[Begin EXERCISE INPUT]

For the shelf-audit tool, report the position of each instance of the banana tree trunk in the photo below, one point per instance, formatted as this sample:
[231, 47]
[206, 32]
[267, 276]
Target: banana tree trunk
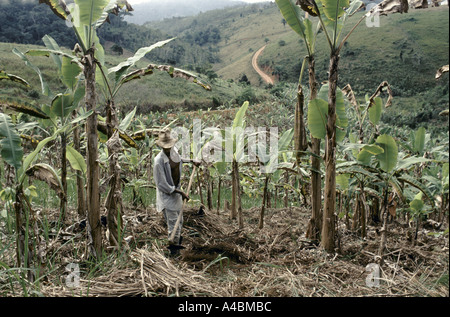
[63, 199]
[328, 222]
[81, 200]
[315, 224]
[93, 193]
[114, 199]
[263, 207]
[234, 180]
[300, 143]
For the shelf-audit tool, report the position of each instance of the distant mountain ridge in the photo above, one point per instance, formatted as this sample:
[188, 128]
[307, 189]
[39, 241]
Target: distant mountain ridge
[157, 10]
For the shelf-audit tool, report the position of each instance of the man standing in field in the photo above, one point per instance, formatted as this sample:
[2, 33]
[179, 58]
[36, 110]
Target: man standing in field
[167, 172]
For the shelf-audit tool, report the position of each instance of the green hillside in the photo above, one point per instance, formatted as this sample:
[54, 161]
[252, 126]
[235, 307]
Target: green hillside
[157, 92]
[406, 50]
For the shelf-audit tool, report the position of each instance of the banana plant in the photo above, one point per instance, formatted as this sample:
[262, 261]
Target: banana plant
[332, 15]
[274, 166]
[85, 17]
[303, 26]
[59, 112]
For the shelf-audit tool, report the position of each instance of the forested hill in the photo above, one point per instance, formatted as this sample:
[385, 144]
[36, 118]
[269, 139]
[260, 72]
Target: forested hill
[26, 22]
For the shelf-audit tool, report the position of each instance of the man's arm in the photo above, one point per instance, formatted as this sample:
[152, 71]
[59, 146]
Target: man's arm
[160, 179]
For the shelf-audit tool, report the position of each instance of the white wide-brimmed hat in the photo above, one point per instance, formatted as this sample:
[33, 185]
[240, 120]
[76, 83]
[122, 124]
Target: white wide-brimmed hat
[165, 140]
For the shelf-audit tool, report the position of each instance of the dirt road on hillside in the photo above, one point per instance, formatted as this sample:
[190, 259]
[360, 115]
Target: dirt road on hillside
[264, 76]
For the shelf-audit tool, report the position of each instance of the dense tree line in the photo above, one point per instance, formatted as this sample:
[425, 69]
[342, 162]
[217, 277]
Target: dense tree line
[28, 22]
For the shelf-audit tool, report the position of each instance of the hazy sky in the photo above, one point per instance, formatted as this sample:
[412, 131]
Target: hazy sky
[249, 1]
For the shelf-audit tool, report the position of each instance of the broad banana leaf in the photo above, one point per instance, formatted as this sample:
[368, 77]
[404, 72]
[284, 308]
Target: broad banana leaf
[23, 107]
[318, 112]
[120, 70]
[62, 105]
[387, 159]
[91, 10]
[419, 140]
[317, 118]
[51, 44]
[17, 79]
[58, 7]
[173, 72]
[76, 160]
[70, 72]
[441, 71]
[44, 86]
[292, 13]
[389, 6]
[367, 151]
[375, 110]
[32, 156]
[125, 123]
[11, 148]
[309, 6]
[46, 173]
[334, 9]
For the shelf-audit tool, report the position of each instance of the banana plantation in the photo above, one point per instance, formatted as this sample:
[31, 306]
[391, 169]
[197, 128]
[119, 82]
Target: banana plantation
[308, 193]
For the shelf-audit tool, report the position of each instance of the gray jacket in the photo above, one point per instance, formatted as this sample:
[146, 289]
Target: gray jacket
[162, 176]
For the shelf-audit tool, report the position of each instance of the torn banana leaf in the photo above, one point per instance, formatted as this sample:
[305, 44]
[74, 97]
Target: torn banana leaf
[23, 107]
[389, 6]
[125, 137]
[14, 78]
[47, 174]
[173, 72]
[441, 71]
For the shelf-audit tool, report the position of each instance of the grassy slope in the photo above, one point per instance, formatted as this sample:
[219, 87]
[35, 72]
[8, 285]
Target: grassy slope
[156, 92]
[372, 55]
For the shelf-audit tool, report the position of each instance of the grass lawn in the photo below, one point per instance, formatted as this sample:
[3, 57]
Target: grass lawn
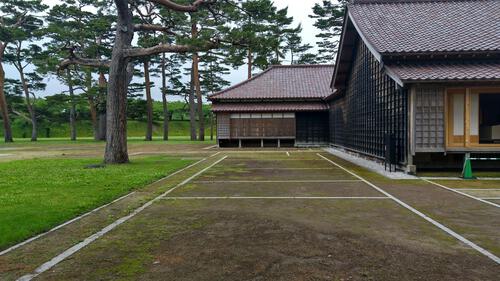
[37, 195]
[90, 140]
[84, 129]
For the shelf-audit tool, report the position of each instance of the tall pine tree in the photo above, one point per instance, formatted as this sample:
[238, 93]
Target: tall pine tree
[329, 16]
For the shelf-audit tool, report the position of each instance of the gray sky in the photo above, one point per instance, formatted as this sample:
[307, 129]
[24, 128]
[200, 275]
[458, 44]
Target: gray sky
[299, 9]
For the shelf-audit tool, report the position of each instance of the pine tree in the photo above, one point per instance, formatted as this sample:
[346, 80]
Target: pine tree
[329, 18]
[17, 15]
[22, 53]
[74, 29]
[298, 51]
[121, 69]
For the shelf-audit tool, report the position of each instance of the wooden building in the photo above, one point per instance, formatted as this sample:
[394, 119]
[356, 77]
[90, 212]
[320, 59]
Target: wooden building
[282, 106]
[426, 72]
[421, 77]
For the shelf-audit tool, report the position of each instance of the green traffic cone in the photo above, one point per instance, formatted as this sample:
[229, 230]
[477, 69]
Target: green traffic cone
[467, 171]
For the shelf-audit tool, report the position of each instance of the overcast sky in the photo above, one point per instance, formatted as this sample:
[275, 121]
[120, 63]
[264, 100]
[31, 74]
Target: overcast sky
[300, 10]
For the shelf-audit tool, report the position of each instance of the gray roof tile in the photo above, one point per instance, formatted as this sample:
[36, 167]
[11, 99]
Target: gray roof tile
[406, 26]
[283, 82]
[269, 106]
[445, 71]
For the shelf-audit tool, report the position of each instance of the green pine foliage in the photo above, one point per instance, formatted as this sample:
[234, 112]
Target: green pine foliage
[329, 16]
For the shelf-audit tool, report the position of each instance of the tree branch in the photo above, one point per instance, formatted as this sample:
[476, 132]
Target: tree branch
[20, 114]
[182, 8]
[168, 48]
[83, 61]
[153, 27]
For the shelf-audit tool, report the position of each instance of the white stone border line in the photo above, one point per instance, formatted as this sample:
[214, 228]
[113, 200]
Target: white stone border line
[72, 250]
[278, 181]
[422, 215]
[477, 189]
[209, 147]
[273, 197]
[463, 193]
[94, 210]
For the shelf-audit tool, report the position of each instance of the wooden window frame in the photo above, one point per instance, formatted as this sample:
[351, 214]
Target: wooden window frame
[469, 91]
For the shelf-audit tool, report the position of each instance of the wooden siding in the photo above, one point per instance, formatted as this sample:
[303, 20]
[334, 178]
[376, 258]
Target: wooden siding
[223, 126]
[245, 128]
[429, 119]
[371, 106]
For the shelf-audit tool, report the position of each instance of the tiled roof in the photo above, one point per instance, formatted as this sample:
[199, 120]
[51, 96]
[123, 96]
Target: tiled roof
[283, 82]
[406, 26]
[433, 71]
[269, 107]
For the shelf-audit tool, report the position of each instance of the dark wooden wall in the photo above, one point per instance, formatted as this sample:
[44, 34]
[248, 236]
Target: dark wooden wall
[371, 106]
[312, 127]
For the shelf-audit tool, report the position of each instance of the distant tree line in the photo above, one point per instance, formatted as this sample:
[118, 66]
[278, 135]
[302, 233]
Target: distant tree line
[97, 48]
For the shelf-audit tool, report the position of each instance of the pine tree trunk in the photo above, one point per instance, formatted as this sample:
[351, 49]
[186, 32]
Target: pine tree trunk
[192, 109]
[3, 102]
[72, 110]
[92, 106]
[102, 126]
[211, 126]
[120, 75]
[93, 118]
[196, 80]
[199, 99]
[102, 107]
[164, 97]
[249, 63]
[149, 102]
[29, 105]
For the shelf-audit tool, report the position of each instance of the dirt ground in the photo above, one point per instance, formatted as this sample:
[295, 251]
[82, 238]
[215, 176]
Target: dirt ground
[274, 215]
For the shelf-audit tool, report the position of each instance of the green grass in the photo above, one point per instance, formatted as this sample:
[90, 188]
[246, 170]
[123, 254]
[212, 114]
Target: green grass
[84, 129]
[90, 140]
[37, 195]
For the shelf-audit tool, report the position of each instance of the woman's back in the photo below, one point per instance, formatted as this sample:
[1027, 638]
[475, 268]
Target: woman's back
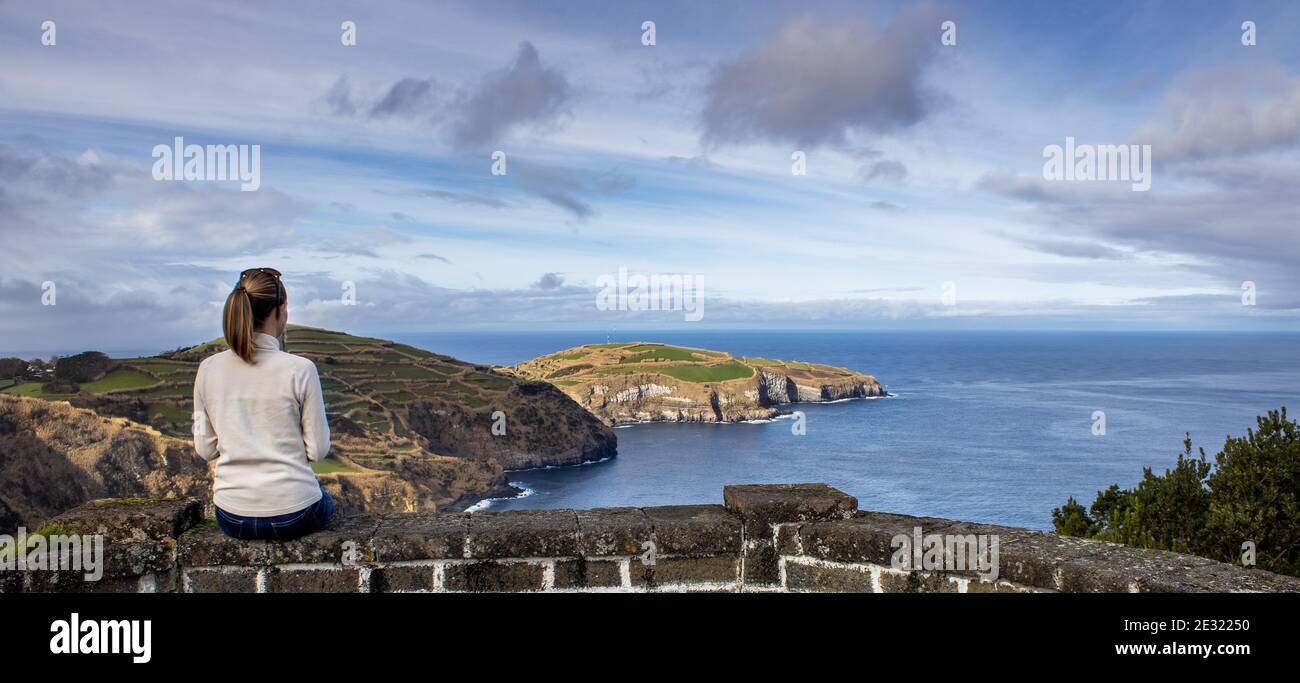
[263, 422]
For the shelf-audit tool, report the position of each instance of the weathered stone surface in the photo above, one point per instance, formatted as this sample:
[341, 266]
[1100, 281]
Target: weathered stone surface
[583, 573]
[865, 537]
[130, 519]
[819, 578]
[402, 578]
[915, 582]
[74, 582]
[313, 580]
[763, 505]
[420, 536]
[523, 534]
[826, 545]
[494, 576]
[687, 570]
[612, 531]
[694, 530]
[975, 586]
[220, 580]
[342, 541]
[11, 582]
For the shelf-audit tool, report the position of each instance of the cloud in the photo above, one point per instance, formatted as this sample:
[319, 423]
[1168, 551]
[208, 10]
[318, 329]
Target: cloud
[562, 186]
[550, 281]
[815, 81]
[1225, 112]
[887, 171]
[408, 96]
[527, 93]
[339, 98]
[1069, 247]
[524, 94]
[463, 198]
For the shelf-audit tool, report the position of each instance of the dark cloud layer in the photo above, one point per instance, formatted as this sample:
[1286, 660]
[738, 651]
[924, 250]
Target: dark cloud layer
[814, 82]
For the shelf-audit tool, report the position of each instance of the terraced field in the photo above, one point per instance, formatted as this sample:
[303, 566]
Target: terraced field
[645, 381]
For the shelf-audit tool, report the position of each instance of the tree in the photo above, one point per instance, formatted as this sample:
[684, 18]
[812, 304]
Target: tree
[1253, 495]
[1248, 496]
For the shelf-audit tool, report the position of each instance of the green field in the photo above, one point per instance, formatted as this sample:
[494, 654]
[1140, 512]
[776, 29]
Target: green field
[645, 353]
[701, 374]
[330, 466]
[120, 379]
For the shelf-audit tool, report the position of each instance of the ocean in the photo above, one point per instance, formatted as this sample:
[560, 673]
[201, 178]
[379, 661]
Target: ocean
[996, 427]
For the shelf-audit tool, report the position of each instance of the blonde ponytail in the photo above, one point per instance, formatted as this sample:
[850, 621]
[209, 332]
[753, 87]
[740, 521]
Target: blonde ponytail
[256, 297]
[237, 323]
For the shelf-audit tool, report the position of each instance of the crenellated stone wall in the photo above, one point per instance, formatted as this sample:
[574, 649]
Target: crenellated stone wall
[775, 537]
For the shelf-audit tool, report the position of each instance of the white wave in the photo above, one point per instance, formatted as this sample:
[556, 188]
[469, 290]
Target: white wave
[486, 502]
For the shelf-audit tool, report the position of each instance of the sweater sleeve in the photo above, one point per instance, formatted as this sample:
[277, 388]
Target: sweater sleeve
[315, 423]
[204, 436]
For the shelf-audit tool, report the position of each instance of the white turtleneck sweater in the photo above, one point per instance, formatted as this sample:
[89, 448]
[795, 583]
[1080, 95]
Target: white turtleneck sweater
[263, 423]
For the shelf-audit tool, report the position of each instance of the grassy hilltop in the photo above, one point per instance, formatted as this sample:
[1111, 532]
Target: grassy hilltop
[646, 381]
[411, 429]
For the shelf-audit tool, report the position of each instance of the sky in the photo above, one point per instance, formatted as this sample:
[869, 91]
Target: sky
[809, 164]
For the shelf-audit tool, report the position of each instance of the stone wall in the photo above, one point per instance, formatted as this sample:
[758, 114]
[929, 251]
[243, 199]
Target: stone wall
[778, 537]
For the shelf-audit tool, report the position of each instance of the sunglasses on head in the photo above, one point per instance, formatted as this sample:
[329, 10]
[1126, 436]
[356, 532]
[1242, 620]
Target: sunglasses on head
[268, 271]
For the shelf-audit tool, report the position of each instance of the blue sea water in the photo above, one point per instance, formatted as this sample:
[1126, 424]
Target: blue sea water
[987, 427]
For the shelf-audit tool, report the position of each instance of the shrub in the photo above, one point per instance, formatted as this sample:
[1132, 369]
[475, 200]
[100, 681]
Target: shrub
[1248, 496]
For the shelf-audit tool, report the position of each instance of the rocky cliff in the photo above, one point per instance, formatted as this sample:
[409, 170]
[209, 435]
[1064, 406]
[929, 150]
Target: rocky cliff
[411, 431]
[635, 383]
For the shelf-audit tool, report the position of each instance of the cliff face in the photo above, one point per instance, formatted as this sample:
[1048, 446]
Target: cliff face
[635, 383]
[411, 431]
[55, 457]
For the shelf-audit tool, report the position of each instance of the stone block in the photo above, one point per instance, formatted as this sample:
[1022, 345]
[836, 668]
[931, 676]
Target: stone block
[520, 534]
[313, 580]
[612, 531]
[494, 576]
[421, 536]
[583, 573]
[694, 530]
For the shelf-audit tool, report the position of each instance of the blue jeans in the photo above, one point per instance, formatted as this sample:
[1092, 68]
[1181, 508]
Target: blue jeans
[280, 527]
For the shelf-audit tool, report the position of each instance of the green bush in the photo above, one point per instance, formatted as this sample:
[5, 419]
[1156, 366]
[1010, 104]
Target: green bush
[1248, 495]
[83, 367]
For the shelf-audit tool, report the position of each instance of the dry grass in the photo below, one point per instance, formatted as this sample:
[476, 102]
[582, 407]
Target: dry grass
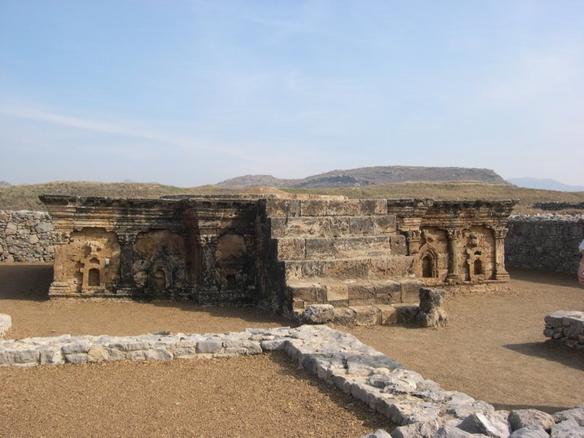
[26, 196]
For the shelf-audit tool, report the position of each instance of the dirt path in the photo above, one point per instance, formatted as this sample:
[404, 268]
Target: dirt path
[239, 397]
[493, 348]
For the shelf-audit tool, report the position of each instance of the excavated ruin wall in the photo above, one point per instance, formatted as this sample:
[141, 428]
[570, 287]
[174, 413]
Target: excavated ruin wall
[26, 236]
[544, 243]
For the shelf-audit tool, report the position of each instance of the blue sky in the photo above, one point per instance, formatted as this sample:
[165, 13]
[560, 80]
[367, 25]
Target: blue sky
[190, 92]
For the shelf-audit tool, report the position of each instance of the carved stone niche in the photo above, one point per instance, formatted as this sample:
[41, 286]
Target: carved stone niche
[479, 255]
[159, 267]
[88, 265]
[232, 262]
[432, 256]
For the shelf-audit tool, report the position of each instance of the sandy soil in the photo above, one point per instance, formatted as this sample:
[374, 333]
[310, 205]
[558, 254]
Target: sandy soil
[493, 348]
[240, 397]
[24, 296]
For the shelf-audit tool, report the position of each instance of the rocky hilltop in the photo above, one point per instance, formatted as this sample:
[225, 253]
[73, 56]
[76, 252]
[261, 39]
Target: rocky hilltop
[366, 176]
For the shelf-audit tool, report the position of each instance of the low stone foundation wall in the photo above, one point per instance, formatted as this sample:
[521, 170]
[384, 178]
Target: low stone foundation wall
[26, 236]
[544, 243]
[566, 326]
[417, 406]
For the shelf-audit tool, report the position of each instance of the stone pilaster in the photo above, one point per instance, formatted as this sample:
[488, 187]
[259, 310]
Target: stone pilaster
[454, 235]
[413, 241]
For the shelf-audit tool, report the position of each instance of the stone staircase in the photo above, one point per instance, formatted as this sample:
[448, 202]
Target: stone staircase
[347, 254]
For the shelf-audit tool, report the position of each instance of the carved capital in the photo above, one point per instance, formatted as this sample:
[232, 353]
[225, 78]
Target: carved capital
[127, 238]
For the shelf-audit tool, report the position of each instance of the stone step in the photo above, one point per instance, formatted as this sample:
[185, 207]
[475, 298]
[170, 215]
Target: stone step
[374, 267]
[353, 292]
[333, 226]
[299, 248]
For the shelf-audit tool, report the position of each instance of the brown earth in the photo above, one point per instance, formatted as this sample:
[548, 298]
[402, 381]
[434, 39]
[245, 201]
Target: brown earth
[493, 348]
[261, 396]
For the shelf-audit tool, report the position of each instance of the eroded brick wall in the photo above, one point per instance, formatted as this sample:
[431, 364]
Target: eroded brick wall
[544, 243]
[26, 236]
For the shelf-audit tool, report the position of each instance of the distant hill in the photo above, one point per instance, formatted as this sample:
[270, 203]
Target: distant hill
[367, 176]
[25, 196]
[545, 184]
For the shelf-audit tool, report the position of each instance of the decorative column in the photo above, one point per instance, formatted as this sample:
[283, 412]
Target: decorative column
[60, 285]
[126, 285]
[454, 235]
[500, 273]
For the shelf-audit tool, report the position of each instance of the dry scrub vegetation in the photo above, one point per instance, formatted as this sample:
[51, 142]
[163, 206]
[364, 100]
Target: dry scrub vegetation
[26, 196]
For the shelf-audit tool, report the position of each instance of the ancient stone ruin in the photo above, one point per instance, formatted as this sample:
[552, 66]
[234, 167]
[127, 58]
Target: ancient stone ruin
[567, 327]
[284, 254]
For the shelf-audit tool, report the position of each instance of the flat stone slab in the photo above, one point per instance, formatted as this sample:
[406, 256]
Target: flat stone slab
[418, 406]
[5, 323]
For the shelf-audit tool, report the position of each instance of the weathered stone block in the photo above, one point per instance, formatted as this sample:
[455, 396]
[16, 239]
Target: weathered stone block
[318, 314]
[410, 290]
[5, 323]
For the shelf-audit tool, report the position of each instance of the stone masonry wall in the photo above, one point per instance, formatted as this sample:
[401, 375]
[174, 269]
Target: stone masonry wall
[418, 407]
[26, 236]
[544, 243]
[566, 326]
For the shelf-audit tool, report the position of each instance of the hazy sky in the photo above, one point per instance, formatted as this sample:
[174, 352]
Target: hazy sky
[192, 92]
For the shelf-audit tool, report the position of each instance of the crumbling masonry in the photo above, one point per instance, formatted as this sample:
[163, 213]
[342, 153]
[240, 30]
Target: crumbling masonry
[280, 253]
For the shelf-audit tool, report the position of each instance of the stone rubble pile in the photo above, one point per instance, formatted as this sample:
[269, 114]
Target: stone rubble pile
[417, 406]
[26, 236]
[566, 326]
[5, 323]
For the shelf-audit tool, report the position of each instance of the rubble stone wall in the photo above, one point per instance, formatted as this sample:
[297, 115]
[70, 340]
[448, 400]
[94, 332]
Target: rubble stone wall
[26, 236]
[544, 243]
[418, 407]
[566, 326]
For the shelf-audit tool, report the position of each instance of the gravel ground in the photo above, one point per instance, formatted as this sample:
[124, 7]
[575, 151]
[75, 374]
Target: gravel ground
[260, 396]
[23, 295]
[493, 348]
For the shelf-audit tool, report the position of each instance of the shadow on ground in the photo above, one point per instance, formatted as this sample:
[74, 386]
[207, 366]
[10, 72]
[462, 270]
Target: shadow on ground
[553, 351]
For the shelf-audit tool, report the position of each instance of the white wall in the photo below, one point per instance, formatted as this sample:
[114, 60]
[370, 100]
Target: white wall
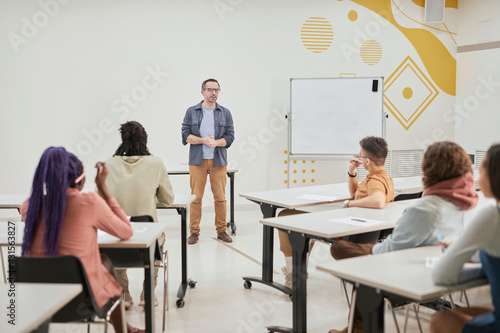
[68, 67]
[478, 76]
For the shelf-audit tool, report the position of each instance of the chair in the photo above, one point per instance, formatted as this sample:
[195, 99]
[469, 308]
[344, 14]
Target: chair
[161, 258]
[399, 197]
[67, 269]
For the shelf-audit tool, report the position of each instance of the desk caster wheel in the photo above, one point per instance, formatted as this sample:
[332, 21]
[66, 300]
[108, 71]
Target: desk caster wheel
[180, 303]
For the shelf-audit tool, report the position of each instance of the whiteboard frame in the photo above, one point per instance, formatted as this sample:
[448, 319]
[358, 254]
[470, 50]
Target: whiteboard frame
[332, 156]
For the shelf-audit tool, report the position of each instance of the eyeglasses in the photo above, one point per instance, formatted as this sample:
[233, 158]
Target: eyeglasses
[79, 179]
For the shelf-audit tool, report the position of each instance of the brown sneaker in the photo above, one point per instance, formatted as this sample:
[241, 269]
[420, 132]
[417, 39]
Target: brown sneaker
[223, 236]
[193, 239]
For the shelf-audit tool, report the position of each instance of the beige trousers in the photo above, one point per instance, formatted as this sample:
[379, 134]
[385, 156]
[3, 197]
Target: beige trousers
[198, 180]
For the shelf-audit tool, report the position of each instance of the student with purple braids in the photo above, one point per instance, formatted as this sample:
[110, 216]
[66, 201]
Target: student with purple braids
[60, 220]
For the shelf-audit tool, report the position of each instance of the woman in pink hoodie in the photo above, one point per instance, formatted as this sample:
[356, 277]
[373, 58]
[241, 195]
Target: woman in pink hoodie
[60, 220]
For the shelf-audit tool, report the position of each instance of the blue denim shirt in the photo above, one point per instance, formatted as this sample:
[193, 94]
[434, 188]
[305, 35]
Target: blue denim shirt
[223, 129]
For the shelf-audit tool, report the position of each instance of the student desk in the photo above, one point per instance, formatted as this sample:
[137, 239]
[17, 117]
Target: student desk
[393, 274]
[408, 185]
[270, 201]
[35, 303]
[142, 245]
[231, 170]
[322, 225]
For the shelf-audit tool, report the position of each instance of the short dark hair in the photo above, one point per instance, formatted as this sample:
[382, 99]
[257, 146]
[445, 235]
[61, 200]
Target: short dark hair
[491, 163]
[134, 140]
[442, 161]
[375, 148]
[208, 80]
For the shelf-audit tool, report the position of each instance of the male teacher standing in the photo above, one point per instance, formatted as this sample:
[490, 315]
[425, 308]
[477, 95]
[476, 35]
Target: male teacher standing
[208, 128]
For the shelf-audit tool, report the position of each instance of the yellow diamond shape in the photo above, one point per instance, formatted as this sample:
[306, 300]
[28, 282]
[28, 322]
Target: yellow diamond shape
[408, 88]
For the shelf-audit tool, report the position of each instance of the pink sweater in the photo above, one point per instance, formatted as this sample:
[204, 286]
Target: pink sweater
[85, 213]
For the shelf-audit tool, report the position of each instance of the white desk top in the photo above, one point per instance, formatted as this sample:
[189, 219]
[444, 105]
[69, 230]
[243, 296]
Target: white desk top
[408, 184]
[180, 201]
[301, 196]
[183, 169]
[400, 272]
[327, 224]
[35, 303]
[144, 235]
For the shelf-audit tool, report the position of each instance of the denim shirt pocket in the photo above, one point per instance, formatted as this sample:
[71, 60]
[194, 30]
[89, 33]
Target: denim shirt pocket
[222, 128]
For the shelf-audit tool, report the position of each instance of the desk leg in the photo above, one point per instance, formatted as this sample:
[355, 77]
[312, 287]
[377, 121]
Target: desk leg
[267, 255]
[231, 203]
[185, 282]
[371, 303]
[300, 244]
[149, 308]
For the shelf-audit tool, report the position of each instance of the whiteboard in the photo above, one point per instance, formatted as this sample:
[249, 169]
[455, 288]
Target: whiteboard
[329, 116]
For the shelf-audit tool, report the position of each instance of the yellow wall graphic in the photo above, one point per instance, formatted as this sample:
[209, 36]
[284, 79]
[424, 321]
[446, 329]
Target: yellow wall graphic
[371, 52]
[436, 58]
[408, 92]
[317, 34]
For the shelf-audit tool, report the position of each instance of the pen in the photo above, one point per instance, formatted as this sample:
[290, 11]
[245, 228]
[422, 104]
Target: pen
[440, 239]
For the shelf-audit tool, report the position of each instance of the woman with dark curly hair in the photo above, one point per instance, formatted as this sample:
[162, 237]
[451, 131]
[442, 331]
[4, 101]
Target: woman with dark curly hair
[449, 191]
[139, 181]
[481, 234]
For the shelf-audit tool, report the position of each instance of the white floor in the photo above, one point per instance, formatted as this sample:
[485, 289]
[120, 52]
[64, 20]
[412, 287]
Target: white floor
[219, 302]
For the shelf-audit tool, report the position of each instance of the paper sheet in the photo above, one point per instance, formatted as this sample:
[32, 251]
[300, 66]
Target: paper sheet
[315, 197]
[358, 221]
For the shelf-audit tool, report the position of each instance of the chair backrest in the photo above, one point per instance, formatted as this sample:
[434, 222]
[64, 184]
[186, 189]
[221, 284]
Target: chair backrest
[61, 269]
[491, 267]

[End EXERCISE INPUT]

* _AIM OF THE TASK_: Every line from the one holding "the white floor" through the final line of the listing must be echoed exactly; leave out all other lines.

* _REPLY_:
For the shelf-audit tool, report the position of each instance of the white floor in the photo above, one point per instance, formatted as this sample:
[485, 289]
[120, 52]
[64, 20]
[412, 287]
Target: white floor
[219, 302]
For the shelf-audit tool, report the position of each instance of the paper sheet in the photo above, one point per instance, formatted as this sample:
[32, 251]
[300, 66]
Target: paper sheet
[315, 197]
[358, 221]
For the shelf-audit tool, report the position of each instance of the chair backrest in the photo above, one point per instance, formatted as this sample:
[434, 222]
[64, 184]
[186, 189]
[221, 284]
Target: chair backrest
[61, 269]
[491, 267]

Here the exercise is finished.